● Problem to solve
Go through the listing and repeat each entry exactly, but include no pictures.

[[ Input material, beginning ]]

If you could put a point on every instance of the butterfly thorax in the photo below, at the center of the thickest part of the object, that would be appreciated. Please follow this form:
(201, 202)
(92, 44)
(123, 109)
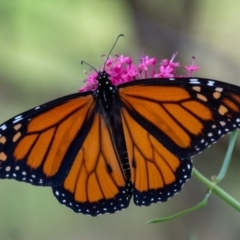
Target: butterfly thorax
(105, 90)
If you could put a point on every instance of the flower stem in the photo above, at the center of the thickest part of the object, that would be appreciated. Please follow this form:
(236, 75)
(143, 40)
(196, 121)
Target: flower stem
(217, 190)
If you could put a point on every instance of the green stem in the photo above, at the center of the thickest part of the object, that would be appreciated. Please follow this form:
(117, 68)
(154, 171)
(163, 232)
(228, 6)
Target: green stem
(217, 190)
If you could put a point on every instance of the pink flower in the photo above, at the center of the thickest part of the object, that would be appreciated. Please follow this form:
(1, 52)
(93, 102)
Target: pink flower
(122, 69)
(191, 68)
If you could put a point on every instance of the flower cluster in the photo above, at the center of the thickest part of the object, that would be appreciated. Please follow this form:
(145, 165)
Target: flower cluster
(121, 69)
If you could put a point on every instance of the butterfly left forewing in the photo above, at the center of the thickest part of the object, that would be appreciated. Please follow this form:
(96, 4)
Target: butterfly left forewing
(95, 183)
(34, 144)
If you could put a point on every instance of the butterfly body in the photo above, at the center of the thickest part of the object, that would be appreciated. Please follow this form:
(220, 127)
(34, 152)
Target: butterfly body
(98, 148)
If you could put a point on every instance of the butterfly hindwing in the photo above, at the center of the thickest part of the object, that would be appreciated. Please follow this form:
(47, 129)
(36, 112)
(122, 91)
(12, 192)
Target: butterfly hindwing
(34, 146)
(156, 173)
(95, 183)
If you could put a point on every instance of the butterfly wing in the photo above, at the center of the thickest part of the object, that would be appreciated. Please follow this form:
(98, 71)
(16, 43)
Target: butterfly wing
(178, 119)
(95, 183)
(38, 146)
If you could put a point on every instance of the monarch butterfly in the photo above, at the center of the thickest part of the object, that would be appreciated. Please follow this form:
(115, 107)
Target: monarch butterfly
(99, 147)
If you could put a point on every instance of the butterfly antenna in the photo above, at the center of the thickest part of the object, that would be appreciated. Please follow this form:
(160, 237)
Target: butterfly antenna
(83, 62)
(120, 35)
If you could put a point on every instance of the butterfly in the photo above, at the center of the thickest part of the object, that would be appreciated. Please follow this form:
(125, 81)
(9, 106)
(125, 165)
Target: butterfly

[[ Input material, end ]]

● Task answer
If you could put a point on every instance of the butterfly thorax in the photo below, at the center of the thickest part of the object, that would be appreciated. Please follow this form:
(201, 202)
(92, 44)
(123, 109)
Target: butterfly thorax
(105, 90)
If you could put a point on every instance of the flower stem in the photo above, at the center of the thickest part of the object, that would be appreciated. Please follow this form:
(236, 75)
(143, 40)
(196, 121)
Target: flower stem
(217, 190)
If you could put a point on every instance of the green stem in the photo above, at the center of the thickest part of the object, that would be appreciated. Please follow this form:
(117, 68)
(154, 171)
(163, 232)
(228, 6)
Target: green stem
(217, 190)
If you could put a point on every instance of the pink flower in the photo above, at the center of the thickest part of the object, that would be appreciated. Please follow this form:
(1, 52)
(93, 102)
Target: pink flower
(122, 69)
(191, 68)
If you could put a point on every instance of the flower cluster in the photo above, at the center of the thickest part of the object, that would be appreciated. Please follow this form:
(145, 165)
Target: flower cluster
(121, 69)
If you could put a point on every instance of the butterfly left forewing in the photo above, at the center of the thickest part of the object, that would be appreciated. Please follow this form:
(96, 4)
Target: butterfly left forewing
(95, 183)
(34, 144)
If you could put a point on every instance of the butterfly body in the photo above, at the center of the thickest part of the object, that would be appreciated. Please follow this form:
(220, 127)
(34, 152)
Target: butterfly body
(98, 148)
If you could put a point on every instance of the butterfly hindwing in the photo above, at the center of the thickest part of the object, that would be appreciated. Please follow this form:
(47, 129)
(36, 112)
(122, 91)
(12, 192)
Target: butterfly hindwing
(34, 146)
(156, 173)
(95, 183)
If you could put a point on every instance of the butterfly wing in the photo above, at the center of the thickest part of the object, that would be appreciated. Please follow this form:
(98, 71)
(16, 43)
Target: butterfly wing
(178, 119)
(95, 183)
(38, 146)
If you could put a point on every instance of the monarch butterfly in the photo above, at the center of the thickest part of the object, that would be appreciated. Please follow this form:
(115, 107)
Target: monarch butterfly
(99, 147)
If you could put a point on every instance of the butterfly antenna in the photo above, at the center of the thickest part of the object, that would be appreciated. Please follow this form:
(160, 237)
Target: butterfly antenna
(83, 62)
(120, 35)
If you could put a point on every instance of the butterfly in the photo above, at the center of the thickest part of the object, that would be appreciated. Please follow this form:
(125, 81)
(9, 106)
(125, 165)
Target: butterfly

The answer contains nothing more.